Selected excerpt -
========================
Polymer chemists and physicists have developed an innovative way to produce an ultra-soft yet dry silicone rubber that has an adjustable softness to match a wide range of biological tissues. The study, which appeared on the cover of the journal Advanced Materials, holds promise in biomedical research and engineering.
The research team was headed by David A. Weitz, Mallinckrodt Professor of Physics and Applied Physics at Harvard John A. Paulson School of Engineering and Applied Sciences (SEAS) and associate faculty member at the Wyss Institute for Biologically Inspired Engineering at Harvard.
Medical implants are designed to imitate the softness of human tissue by combining long silicone polymer with liquids like oil to produce a wet and squishy gel. Over the years, while such implants have enhanced significantly there is a possibility that the liquid might still leak which can prove not only painful but also dangerous.
To develop a soft elastomer, the researchers had to ensure that the entanglements are prevented right from the outset. This was achieved by fabricating a novel polymer that was not only fatter, but was also less likely to entangle than linear polymers. Dubbed as bottlebrushes, the polymers can be easily produced by using a combination of three types of linear silicone polymers that are commercially available on the market.
Conventional elastomers are intrinsically stiff because of how they are made. The network strands are very long and are entangled, similar to a bunch of Christmas lights, in which the cords are entangled and form knots. These fixed entanglements set up an intrinsic lower limit for the softness of conventional elastomers.
========================
Available data -
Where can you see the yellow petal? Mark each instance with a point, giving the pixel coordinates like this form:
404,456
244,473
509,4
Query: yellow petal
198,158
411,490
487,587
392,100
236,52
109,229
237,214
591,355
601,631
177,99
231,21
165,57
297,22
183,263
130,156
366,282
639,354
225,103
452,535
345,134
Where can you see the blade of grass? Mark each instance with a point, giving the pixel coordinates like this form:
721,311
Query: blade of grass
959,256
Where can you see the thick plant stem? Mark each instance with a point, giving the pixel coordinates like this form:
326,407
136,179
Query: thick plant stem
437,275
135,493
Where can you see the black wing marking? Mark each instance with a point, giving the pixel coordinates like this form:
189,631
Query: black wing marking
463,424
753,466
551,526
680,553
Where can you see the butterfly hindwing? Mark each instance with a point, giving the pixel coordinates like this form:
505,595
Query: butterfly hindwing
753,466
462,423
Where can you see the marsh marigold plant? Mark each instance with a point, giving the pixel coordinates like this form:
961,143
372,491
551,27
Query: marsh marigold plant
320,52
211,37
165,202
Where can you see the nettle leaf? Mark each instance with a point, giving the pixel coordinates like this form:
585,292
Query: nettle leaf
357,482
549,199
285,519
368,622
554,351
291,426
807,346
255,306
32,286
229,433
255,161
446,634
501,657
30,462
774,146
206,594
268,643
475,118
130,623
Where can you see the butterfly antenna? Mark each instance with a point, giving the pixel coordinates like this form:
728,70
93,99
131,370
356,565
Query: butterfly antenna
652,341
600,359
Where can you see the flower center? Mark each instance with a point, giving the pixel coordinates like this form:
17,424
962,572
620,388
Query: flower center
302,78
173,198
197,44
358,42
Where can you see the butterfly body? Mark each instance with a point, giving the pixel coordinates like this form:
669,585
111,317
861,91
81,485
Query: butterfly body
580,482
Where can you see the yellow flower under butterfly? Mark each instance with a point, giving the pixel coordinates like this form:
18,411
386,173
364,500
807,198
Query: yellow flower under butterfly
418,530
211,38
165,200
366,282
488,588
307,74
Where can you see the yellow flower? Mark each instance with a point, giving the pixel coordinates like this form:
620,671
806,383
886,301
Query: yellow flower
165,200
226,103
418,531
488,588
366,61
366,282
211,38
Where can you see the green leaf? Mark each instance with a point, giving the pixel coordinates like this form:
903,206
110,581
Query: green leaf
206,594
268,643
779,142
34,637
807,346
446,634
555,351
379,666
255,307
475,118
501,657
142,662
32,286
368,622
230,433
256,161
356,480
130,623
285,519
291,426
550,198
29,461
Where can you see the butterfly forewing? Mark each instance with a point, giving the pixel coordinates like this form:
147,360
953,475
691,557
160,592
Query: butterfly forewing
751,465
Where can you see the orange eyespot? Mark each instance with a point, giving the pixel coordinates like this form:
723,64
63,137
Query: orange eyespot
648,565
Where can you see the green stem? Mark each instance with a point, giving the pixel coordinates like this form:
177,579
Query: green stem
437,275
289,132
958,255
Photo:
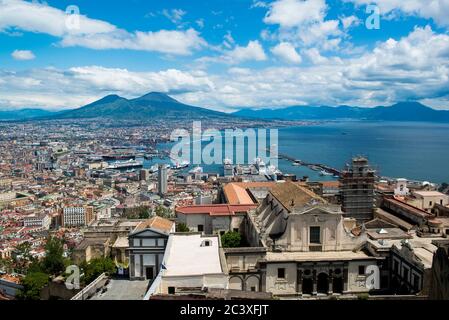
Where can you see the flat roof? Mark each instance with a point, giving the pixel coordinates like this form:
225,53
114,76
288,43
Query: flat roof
425,193
236,194
186,255
216,209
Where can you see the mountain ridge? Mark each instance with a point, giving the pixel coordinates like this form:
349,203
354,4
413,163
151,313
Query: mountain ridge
401,111
149,106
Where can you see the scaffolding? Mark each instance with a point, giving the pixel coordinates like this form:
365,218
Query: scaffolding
358,189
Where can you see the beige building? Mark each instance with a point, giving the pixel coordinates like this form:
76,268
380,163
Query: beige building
312,249
426,200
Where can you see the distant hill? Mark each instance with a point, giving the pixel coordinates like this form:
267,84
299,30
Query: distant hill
403,111
24,114
149,106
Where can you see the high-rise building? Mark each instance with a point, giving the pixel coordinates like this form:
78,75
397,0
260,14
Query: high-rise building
144,175
358,189
162,179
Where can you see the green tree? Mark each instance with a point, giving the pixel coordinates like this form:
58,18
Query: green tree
53,262
163,212
231,239
33,283
182,227
6,265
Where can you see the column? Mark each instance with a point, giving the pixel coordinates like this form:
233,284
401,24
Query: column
314,279
299,283
345,279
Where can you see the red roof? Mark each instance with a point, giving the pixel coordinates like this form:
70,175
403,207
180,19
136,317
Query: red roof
216,209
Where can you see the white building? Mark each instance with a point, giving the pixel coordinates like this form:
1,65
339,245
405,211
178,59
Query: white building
37,220
401,188
162,179
77,216
191,261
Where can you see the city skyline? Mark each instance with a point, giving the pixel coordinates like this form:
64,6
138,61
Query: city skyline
247,54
========================
Task set -
(a) From the ultra-soft silicone text, extract the portion that begins at "Medical implants are" and stops after "but also dangerous.".
(b) According to the ultra-soft silicone text, what are the bottlebrush polymers produced from?

Solutions in order -
(a)
Medical implants are designed to imitate the softness of human tissue by combining long silicone polymer with liquids like oil to produce a wet and squishy gel. Over the years, while such implants have enhanced significantly there is a possibility that the liquid might still leak which can prove not only painful but also dangerous.

(b) A combination of three types of commercially available linear silicone polymers.